(Items from a data source)
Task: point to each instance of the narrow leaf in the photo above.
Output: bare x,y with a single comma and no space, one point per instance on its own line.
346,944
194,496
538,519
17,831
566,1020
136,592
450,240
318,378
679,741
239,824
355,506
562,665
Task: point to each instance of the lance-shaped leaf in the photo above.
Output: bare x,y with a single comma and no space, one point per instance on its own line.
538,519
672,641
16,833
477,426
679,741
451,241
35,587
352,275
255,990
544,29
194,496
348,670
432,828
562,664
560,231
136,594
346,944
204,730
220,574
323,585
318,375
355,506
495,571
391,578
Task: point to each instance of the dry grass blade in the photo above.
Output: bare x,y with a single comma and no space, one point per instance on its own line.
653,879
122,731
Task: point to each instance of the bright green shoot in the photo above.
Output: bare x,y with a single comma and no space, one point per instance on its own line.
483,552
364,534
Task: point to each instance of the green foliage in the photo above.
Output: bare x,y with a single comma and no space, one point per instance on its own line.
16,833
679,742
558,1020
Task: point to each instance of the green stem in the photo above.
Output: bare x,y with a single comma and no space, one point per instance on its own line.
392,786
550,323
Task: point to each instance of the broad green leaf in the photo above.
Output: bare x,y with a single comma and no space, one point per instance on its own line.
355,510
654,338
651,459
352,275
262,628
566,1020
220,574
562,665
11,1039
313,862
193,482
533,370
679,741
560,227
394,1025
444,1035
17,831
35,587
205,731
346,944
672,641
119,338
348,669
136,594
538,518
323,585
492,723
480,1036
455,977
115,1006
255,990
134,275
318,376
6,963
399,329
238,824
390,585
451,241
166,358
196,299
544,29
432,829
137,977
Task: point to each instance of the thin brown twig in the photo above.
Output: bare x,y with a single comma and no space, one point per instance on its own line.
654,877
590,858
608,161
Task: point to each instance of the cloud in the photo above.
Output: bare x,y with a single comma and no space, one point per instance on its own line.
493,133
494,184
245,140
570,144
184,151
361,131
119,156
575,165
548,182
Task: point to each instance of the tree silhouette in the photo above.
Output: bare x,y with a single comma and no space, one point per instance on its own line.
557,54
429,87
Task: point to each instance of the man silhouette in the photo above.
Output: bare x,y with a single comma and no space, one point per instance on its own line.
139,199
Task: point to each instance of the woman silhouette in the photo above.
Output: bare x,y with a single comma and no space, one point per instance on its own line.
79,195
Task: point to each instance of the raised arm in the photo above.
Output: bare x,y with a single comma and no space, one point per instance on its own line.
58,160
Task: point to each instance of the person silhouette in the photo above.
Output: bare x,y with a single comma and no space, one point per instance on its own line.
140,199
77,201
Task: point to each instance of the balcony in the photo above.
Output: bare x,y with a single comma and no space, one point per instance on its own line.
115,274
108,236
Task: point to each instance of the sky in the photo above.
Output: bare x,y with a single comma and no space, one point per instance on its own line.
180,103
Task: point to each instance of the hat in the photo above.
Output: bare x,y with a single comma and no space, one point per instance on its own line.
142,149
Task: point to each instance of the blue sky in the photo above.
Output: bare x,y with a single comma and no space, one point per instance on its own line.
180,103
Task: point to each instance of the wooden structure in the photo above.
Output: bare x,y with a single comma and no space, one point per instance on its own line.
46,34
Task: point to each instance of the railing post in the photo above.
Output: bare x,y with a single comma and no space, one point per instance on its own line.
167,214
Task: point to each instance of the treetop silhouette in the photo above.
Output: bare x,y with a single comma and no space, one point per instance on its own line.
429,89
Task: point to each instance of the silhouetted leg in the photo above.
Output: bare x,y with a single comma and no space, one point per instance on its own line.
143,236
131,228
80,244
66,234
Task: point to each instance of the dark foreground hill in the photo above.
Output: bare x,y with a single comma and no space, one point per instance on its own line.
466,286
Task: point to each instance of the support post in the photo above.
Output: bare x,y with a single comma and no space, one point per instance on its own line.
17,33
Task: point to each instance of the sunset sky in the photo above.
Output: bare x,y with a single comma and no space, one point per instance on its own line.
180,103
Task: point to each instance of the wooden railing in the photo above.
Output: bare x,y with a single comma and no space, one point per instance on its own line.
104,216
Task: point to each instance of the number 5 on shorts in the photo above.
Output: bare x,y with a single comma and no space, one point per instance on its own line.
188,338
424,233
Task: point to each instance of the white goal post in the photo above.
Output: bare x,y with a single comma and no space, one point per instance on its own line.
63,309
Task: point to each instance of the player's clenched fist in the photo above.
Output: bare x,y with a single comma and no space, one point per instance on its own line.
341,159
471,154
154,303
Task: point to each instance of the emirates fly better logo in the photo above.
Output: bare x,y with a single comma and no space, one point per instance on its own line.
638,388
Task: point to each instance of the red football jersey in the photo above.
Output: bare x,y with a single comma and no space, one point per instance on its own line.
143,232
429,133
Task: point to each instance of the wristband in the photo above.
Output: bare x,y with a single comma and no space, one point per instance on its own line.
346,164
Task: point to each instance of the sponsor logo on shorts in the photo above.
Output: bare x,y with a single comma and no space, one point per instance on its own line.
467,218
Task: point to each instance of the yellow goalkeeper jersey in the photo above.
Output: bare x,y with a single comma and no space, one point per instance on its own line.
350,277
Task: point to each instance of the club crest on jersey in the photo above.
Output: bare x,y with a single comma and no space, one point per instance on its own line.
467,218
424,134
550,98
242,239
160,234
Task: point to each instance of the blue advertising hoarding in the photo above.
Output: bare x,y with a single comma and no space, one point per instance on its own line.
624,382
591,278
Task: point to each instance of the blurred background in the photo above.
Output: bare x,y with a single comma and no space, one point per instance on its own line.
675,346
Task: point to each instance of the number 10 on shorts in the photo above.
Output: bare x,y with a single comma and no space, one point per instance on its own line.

TASK STATEMENT: All lines with the word "post" need to be copied from the data above.

RESPONSE TO THIS EXERCISE:
Task: point to each instance of the railing post in the photo above.
Task: point to each instance of the support post in the photo above.
Task: point to each instance of the white goal post in the photo above.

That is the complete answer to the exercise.